> **EXCERPT PROVIDED**:
────

# Masters Typography Project - Parsifal or Wagner Line



## Granate (Jun 25, 2016)

Unfortunately, this is not my review post about the Pappano and Thielemann DVD _Parsifals_ or my last 5 Ring reviews I've been doing for a month and a half.

With deadline at the end of December or mid January, don't know, I have to make a 2d graphic design with a sencence and typographies of choice. We cannot add illustration. I thought that I could choose something I had invested a lot of time into and could find help to understand it better. Together with Elisabeth's line about Tannhäuser's treason to her in Act II, I was struck by the sentence that DA and Wooduck comment here:



DarkAngel said:


> I am continuing my deep dive into Parsifal, an observation and perhaps a question for forum members....
> 
> I love the mysterious description that Gurnemanz gives to the pure fool when in act one he is invited to observe the grail ceremony at monsalvat:
> 
> ...





Woodduck said:


> It is fascinating. Possibly just a coincidence in the way it's worded.
> 
> The remark of Parsifal that precedes Gurnemanz's line is: "I hardly move," - I'm not making an effort - "yet I seem to have come far" - I feel my life changing and growing. I think that Wagner means to point out that the evolution of the soul is foreordained once the call of the Grail is felt, and that every passing moment propels Parsifal forward toward the fulfillment of his destiny. Living is becoming, and over time we find ourselves in spaces we never imagined.





DarkAngel said:


> To modern man the words "*time becomes space"* have specific scientific meaning, but for Wagner (before Einstein's theory) it was also probably just a general way of referring to the spiritual realm, the presence of divinty where our physical world of senses are transcended (Gurnemanz was referring specifically to monsalvat).....hmmmm


So this morning I put my Beethoven on Spotify and read the entire Let's talk about Parsifal, and found that 60% of the thread was about Duck insisting on Kundry's character and the sense of redemption and the exposure of chastity imposed by Titurel. But I was more interested in the concept that Wagner had of the Grail territory or how Parsifal reaches the place on two occasions.



Woodduck said:


> Gurnemanz, the only remaining character and one who survives, occupies a special position in this story. He is the rational observer. He watches the soul's struggles and its progress, trying to understand, sharing his knowledge, offering gentle guidance when he can. His role in the unfolding of events and the evolution of moral consciousness seems to me very true to the function of reason in the process of human maturation: it evaluates and guides, but does not create or, ultimately, control the forces in human nature which determine our outcomes, much as we might wish it otherwise. It's powers are limited, but essential: the benign voice of reason, in clarity or confusion, must and does live on, serving best when it intuits the soul's highest calling.
> 
> PARSIFAL:
> 
> ...


I Also documented myself with a Haenchen article about the length Wagner wanted for the opera and how the "false tradition" of Levi, Kna and Furtwängler developed.

[HR][/HR]
I have to choose whether I want to employ the sentence in the Original German or reduce it to four English words that can be composed more easily.

Anyway, my question to Wagnerians is: is this sentence too ambiguous or irrelevant in the work or a great challenge to represent Wagner's idea with lettering? Would you have chosen a different sentence from _Parsifal_ to make a shirt from? Which are your favourite _Parsifal_ quotes?

────

> **DATA PROVIDED**:

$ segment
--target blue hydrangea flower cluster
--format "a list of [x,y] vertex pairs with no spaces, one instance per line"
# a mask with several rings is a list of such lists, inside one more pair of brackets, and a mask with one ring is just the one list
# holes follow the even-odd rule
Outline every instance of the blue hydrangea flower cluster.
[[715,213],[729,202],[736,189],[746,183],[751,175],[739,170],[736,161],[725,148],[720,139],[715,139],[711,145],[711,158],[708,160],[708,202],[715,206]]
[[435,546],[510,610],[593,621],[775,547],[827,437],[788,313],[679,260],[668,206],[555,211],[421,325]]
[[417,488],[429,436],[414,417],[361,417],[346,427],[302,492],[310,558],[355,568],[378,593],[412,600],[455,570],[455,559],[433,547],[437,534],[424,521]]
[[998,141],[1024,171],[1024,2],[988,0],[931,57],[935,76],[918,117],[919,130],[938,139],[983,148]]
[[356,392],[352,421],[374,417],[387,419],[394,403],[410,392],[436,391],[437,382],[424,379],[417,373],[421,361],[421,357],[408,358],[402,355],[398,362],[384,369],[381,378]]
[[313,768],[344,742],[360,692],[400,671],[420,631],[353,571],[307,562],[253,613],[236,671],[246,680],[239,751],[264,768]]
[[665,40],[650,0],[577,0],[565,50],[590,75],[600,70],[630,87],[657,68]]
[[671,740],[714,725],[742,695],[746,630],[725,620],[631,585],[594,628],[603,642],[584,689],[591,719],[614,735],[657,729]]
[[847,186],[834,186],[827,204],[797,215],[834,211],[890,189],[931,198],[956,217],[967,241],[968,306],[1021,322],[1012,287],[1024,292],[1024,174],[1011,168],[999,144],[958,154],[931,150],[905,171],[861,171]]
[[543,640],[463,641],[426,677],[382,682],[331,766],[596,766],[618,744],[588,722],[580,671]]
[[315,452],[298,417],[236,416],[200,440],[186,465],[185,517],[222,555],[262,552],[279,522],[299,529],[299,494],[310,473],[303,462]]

────

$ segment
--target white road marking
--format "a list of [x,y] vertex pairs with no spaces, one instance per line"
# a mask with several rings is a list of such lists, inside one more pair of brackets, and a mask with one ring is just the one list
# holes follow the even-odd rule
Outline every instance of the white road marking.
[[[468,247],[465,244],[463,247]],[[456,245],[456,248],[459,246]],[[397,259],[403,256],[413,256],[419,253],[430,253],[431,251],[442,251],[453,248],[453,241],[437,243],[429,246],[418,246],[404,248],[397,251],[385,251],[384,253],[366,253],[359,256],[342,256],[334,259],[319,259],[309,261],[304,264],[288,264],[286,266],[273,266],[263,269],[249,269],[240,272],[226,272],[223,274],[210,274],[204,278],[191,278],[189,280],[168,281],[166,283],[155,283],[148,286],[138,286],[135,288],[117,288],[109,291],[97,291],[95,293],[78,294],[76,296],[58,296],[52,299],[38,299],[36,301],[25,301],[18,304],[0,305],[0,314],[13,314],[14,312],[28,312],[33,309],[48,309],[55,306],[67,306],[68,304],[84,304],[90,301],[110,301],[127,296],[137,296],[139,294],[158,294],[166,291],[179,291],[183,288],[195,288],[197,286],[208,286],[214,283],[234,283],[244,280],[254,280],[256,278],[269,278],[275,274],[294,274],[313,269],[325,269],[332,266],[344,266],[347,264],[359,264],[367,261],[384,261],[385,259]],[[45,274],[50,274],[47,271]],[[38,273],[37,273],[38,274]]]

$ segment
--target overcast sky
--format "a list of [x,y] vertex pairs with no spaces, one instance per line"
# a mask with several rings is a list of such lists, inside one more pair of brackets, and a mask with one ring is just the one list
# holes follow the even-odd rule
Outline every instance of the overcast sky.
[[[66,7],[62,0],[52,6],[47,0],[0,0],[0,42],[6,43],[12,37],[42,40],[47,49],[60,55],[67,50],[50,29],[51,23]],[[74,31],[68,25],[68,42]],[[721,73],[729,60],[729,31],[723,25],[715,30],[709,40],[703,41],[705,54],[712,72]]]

────

> **WORK TO DO**: In the Parsifal forum thread, what choice does the poster have to make about the sentence for the design? Please answer in one sentence.

> **THE SOLUTION**: The poster must choose between using the sentence in the original German or reducing it to four English words that can be composed more easily.